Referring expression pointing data
+++
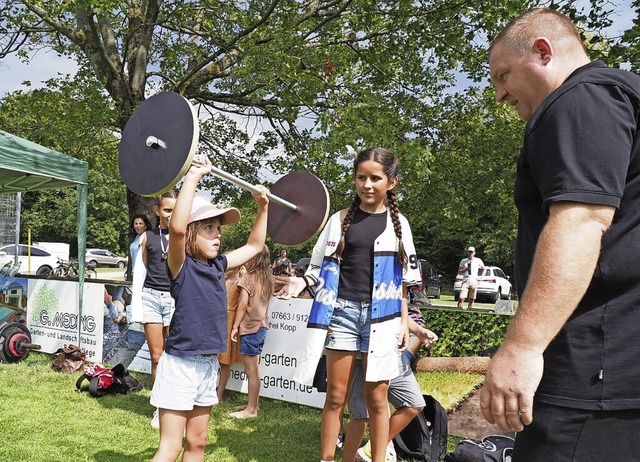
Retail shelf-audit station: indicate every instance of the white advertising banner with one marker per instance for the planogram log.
(54, 320)
(279, 359)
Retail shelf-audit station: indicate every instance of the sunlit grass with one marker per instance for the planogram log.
(43, 418)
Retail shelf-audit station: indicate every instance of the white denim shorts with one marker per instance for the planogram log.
(157, 306)
(183, 382)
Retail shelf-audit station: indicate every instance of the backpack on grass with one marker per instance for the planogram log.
(425, 438)
(103, 381)
(492, 448)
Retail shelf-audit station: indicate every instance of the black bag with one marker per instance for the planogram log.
(492, 448)
(103, 381)
(425, 438)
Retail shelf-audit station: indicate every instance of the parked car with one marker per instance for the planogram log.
(430, 279)
(493, 286)
(101, 257)
(37, 261)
+++
• [EXERCISE REQUIREMENTS]:
Copy the records exactly as they appear, excluding images.

• [TASK RESULT]:
Retail shelf-audit station: indicate every instance of the white advertising banner with one marker per instance for the planogram log.
(54, 320)
(279, 359)
Retail shelf-audit station: indicate every instance of the sunlit grass with one marker per instance for the planogram log.
(43, 418)
Retail shelf-audit station: indicate every instance of the white denim shorts with one marker per instance for the planogram log.
(157, 306)
(183, 382)
Retail shelf-audit station: indicate every instance of the backpack on grass with one marker per instance for the planogram log.
(425, 438)
(103, 381)
(492, 448)
Retail shelf-audit station: indicate every instance of the black bag with one marker per instance for the planogram log.
(492, 448)
(103, 381)
(425, 438)
Retail shelf-audit station: indicate every instance of the parked car with one marker per instance for the planogram log.
(430, 279)
(493, 286)
(101, 257)
(37, 261)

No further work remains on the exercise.